# jumping



## begin of a dream (Nov 29, 2007)

taught myself almost all i know about jumping, im 16 and would love to show.....how does my position look? remember i am not a trained jumper....just enjoy having fun....


----------



## begin of a dream (Nov 29, 2007)

sorry accidently posterd same pic twice....heres another


----------



## jazzyrider (Sep 16, 2007)

wow! you taught yourself?? well done!  

in the first pic there is something a little funny looking but i cant quite put my finger on it. oh i got it! your legs look like they are doing what i call 'chicken winging' with arms. my husband, who is just learning to ride, puts his arms out like chicken wings when he starts trotting. looks like your legs are doing that. your knees should be on the saddle. it also looks like your bum is lifted straight up from the saddle rather than having the lean forwards position but this could be influenced by the chicken legging  sorry, i mean no offence by that term its just a name i have given it. in that pic it also looks like you are leaning a little on his neck but your release seems really good. i would also say that your legs have slipped back and your toes are a little too turned out 

the main thing i can see from the other pics is the leg slipping back. you seem to have good hands and give him plenty of release which is awesome for a self taught person. i dont know if there is anything else to critique but my boss is going to be back soon so i have to stop playing on the forum and do some work 

keep up the good work and i think with a little more fine tuning you will do really well at some starter showjumping


----------



## begin of a dream (Nov 29, 2007)

thanks i feel pretty proud of myself considering that i taught myself....i just did what felt natural....apparently it worked for the most part


----------



## horsecrazy15 (Dec 26, 2006)

perosnally well done for self teaching yourself, but on the picture where you jumping on you off side (right side)u look like u are putting to much weight on your horse's kneck, im not sure tho, you look gd in your other two pictures, keep up the hard work x
btw in 16 and i am self taught aswell :lol:


----------



## 3days3ways (Feb 23, 2007)

im sorry but the third picture is almost frightening how ahead of your horse's jump you are. i'm not trying to be mean, but i'm concerned for your safety and the comfort of your horse. you need to let your horse jump up to you instead of you trying to jump for your horse.

■ INFORMATION SUPPLIED ■
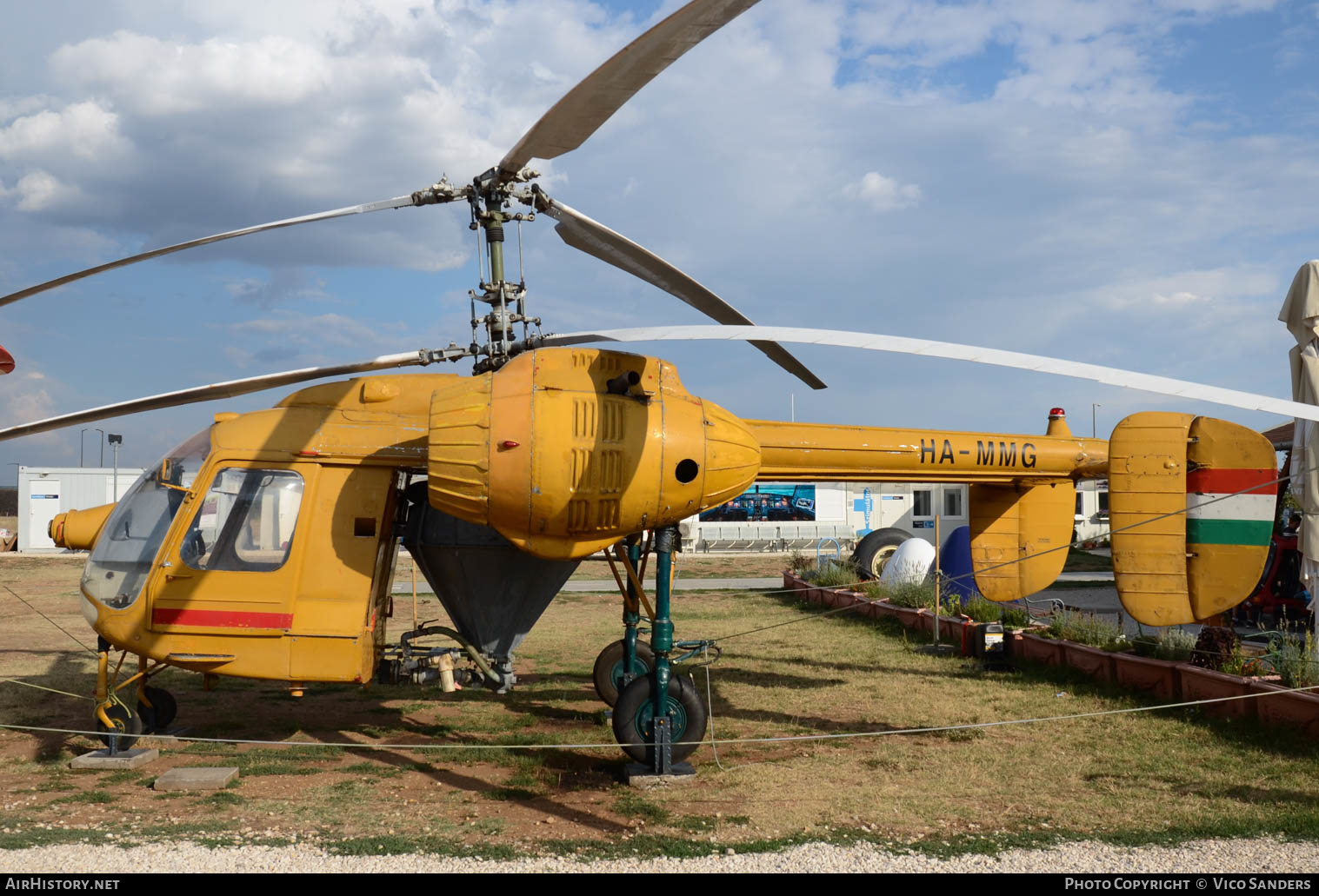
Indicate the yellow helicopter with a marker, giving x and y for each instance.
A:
(264, 546)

■ GIVEN TASK ■
In the forum thread on jumping, what does jazzyrider's husband do with his arms when he starts trotting? The material has no role in this work.

■ THE COMPLETED TASK ■
He puts his arms out like chicken wings.